**What is needed**
Output the lines of the records as a JSON list of strings, one string per line, with blank lines left out.

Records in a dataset
>> start

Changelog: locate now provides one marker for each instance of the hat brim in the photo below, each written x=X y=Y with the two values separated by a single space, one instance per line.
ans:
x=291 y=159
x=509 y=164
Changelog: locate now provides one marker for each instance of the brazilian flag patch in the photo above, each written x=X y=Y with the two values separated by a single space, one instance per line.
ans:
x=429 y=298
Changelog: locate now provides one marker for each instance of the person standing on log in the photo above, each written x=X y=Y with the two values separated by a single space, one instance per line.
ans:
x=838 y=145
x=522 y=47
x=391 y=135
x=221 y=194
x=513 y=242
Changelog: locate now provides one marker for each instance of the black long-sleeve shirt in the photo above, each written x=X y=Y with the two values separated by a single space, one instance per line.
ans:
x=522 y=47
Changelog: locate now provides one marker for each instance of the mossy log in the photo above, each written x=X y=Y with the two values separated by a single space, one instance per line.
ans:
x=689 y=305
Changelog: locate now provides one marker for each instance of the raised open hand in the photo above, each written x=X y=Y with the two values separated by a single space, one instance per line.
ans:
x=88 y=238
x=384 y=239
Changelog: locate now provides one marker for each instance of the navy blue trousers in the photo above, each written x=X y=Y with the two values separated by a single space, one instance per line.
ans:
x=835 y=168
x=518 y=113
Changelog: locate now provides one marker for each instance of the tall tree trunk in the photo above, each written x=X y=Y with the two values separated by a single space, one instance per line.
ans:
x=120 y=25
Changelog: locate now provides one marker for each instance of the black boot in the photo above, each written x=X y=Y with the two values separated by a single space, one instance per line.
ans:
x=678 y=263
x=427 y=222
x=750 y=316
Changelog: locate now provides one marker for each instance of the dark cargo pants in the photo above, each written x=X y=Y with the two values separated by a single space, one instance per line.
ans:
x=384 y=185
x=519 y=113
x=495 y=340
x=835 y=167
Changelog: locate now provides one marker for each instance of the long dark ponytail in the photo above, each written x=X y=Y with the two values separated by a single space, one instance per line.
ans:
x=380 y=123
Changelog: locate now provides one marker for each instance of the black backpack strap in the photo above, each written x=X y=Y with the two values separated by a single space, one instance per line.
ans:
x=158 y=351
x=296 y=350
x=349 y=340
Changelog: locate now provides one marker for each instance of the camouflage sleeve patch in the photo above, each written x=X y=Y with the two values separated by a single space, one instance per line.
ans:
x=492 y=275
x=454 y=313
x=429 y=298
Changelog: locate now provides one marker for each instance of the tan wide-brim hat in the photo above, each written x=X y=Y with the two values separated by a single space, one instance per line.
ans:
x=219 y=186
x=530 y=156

>> end

**Result for this task**
[
  "Changelog: locate now provides one marker for each instance of the hat brim in the photo below, each written x=X y=Y with the two values separated by a single space, one instance per line.",
  "ans:",
  "x=291 y=159",
  "x=509 y=164",
  "Changelog: locate now provides one marker for each instance of the brazilian flag patch in the photo above, each written x=X y=Y with the two values separated by a single space, one instance per line.",
  "ans:",
  "x=429 y=298",
  "Changelog: locate now provides one marker for each instance of the person standing on log in the photo above, each written x=X y=Y with the two values separated by a single space, one instance per line.",
  "ans:",
  "x=838 y=145",
  "x=522 y=47",
  "x=391 y=135",
  "x=221 y=194",
  "x=513 y=242",
  "Changelog: locate now provides one marker for each instance of the black long-sleeve shirt in the photo above, each written x=X y=Y with the two values separated by a single space, one instance per line.",
  "ans:",
  "x=522 y=47",
  "Changelog: locate now provides one marker for each instance of the mossy log in the photo above, each written x=X y=Y with the two values separated by a single space, one instance per line.",
  "ans:",
  "x=689 y=305",
  "Changelog: locate now provides one marker for each instance of the raised open hand in the photo above, each written x=X y=Y with the two values separated by a single space, one instance per line.",
  "ans:",
  "x=88 y=238",
  "x=384 y=239",
  "Changelog: locate now provides one marker for each instance of the navy blue trousers in the photo above, each written x=X y=Y with the two values separated by a single space, one instance per line.",
  "ans:",
  "x=835 y=168",
  "x=518 y=113",
  "Changelog: locate now provides one marker for each instance of the tall tree trunk in the photo above, each written x=X y=Y with the two values separated by a single space, one instance per line.",
  "ans:",
  "x=120 y=25",
  "Changelog: locate now provides one marker for each instance of the black boot in the photo above, each written x=X y=Y with the two values separated by a single space, one instance per line.",
  "ans:",
  "x=678 y=263",
  "x=427 y=222",
  "x=750 y=316",
  "Changelog: locate now provides one marker for each instance of the dark cargo pants in the photo above, each written x=X y=Y with the two values separated by a single space, one instance per line.",
  "ans:",
  "x=384 y=185",
  "x=519 y=113",
  "x=495 y=340",
  "x=835 y=167",
  "Changelog: locate now provides one marker for each instance of the long dark ponytail in the photo above, each written x=X y=Y with the two values separated by a single space, one instance per line.",
  "ans:",
  "x=380 y=123",
  "Changelog: locate now provides one marker for each instance of the black backpack strap in the photo above, each written x=X y=Y with the two values separated by a single space, one instance per line.",
  "ans:",
  "x=158 y=351",
  "x=296 y=350",
  "x=349 y=340",
  "Changelog: locate now provides one marker for each instance of the camouflage sleeve patch in the photo above, each written x=X y=Y with the two values separated by a single space, one instance per line.",
  "ans:",
  "x=492 y=275",
  "x=454 y=313",
  "x=429 y=298",
  "Changelog: locate now provides one marker for each instance of the tan wide-brim hat in the photo above, each written x=X y=Y with the two values separated by a single space, one instance per line.",
  "ans:",
  "x=219 y=186",
  "x=530 y=156"
]